## [WORK TO COMPLETE]
a) According to the dive column, how much memory did the laptop have?
b) Rewrite the part of the dive column that begins at the words "Back then I" and stops after "more than convinced!", putting "the beach" wherever "Descanso Beach" appears.

═════ SOURCE EXCERPT ═════

DIVE DRY WITH DR. BILL #496: MOVE OVER BLANCHE... YOU'VE GOT COMPANY!
I have many nocturnal activities that I love doing during summer. No, despite what you may think, that is unfortunately not one of them... at least one that I actually do. I don't think you'll have to give it much further thought to realize that night diving is one of them. I'll write about that later this summer. Another dates back to my days of consulting for the Santa Catalina Island Company (SCICo) on their tour operations. Nearly 30 years ago I was asked to write a new reference manual for the Inland Motor Tour. Once completed, that led to the authoring of 10 more SCICo tour manuals.
Back then I had the island's first laptop computer. It wasn't a Mac or an IBM compatible. It ran an ancient operating system known as CP/M. The laptop had as much memory (a whopping 64K!) as my desktop Kaypro that also ran CP/M, but it lacked both a hard drive and a floppy drive. Without such moving parts, battery life was an astounding 7-8 hours and I could sit out all day at Descanso Beach pounding away at the keyboard as I researched and wrote these manuals (without benefit of the Internet I might add). Ron Doutt initially questioned whether I could work efficiently in that setting, but Packy Offield assured him I'd get a lot more done out there than I would sitting at home in front of a computer. Thousands of pages later, Ron was more than convinced!

═════ RECORDS SHOWN ═════

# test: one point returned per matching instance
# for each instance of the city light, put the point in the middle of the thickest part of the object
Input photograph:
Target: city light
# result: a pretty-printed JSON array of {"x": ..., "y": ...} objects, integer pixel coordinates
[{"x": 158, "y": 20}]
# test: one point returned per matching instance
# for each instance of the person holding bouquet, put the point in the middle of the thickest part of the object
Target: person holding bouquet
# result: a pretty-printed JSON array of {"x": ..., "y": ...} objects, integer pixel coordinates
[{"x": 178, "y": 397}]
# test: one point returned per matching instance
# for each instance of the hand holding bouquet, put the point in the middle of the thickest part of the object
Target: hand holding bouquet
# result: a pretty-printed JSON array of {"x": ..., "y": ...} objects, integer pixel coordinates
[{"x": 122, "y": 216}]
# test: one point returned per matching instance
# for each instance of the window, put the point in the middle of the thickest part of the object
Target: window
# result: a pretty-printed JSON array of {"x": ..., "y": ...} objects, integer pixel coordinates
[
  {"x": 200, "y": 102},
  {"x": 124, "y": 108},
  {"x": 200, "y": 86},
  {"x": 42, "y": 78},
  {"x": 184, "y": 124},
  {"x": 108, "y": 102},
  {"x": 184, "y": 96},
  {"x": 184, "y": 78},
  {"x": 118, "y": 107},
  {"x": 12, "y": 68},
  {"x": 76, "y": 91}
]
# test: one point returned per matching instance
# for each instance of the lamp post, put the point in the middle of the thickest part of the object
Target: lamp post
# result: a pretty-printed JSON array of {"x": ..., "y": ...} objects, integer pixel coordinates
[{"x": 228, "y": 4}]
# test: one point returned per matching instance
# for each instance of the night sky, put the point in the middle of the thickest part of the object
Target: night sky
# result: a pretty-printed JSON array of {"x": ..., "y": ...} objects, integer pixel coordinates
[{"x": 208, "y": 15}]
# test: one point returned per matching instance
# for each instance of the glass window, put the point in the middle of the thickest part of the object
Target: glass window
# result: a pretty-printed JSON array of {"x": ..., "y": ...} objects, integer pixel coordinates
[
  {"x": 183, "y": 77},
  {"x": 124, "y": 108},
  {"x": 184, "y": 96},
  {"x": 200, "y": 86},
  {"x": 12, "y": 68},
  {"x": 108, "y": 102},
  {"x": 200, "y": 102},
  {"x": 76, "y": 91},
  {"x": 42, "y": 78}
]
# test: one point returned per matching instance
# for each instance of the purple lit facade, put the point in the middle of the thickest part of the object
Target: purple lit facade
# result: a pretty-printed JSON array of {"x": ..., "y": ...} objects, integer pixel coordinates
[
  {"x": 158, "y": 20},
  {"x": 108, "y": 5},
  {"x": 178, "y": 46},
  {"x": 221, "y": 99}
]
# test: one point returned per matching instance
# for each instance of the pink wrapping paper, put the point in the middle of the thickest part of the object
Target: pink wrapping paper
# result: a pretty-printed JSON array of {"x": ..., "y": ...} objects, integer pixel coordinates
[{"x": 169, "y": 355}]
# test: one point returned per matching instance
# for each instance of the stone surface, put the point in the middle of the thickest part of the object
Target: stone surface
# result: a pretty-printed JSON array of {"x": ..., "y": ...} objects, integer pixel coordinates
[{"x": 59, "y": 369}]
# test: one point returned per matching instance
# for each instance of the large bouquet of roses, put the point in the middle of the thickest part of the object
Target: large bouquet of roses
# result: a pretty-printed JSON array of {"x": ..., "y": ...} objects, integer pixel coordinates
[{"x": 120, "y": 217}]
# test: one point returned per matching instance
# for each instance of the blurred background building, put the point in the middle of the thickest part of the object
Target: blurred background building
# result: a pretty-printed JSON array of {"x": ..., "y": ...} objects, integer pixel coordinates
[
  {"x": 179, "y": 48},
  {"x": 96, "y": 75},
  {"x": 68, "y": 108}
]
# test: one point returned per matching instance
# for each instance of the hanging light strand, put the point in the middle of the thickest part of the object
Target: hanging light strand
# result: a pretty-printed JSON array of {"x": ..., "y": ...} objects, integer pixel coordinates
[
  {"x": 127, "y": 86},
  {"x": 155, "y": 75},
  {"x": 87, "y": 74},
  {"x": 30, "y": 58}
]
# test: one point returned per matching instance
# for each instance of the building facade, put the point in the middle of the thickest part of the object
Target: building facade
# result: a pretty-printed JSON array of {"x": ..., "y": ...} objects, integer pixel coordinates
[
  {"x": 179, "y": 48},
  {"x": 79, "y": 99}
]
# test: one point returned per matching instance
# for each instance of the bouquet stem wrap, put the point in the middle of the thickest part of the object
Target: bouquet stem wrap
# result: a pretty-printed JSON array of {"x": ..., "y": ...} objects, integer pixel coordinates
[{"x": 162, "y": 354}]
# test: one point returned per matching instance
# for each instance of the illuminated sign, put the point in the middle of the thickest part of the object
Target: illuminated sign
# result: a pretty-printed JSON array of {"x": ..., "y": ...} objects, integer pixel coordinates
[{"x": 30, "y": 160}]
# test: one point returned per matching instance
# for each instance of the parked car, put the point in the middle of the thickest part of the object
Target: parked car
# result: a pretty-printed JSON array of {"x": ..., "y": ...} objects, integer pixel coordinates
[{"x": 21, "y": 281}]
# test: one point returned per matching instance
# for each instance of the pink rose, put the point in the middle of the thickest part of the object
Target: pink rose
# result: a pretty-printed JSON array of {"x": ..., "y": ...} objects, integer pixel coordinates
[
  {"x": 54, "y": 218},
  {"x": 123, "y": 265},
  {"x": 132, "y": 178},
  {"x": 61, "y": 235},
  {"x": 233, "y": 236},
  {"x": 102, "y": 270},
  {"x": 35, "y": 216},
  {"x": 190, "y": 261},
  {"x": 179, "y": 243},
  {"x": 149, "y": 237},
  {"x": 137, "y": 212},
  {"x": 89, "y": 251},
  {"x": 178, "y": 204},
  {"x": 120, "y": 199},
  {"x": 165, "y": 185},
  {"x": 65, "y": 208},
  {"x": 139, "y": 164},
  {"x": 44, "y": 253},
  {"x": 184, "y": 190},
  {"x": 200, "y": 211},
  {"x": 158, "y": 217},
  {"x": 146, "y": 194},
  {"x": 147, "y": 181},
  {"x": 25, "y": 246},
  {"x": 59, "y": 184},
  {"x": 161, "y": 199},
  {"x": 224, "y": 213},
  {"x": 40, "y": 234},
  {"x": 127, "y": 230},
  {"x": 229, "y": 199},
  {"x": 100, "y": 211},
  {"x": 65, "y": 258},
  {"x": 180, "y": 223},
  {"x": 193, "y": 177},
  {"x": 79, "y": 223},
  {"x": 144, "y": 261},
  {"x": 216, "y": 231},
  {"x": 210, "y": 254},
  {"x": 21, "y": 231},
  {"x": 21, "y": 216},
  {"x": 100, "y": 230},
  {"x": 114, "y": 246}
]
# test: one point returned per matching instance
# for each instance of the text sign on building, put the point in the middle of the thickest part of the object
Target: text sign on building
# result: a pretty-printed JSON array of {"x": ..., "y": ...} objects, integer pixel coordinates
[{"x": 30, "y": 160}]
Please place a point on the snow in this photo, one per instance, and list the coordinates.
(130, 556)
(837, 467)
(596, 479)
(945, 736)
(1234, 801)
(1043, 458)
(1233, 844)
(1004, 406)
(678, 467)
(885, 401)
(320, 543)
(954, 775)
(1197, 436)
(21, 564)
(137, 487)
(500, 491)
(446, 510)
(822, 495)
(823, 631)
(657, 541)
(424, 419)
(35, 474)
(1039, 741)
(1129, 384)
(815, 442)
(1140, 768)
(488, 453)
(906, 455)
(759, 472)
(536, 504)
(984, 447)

═════
═════ RECORDS SHOWN ═════

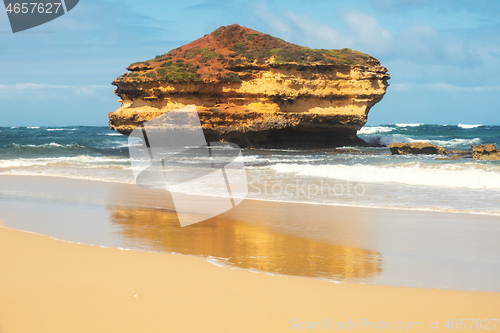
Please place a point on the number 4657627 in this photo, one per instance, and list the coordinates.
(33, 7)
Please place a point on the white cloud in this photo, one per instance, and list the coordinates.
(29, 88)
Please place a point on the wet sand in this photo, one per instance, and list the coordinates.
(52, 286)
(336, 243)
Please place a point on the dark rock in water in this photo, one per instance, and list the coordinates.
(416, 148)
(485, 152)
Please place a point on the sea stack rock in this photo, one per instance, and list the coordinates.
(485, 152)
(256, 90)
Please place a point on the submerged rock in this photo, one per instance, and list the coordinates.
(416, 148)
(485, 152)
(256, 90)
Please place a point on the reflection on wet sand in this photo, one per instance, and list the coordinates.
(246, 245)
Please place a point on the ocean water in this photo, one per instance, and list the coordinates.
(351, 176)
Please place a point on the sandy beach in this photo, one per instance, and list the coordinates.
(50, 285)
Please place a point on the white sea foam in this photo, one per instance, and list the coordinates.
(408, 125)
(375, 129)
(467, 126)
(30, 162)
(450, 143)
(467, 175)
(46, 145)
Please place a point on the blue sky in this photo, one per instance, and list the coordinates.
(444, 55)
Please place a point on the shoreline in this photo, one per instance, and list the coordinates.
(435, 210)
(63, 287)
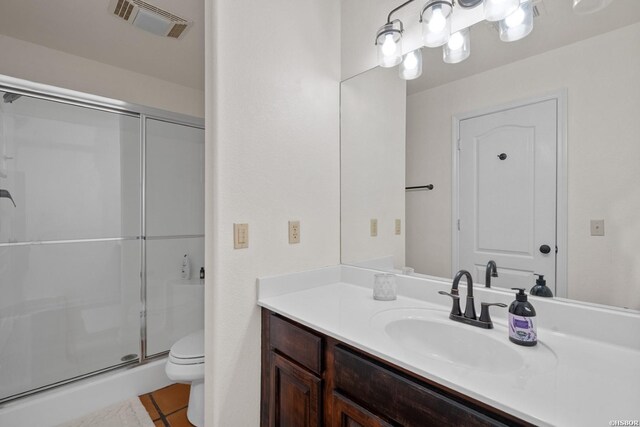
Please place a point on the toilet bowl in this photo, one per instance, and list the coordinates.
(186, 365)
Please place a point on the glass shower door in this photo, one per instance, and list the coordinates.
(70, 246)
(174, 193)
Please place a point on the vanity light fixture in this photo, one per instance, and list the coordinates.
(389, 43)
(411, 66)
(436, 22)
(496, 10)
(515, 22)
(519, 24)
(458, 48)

═════

## [RESPONSES PER TASK]
a) 64K, the same as the desktop Kaypro.

b)
Back then I had the island's first laptop computer. It wasn't a Mac or an IBM compatible. It ran an ancient operating system known as CP/M. The laptop had as much memory (a whopping 64K!) as my desktop Kaypro that also ran CP/M, but it lacked both a hard drive and a floppy drive. Without such moving parts, battery life was an astounding 7-8 hours and I could sit out all day at the beach pounding away at the keyboard as I researched and wrote these manuals (without benefit of the Internet I might add). Ron Doutt initially questioned whether I could work efficiently in that setting, but Packy Offield assured him I'd get a lot more done out there than I would sitting at home in front of a computer. Thousands of pages later, Ron was more than convinced!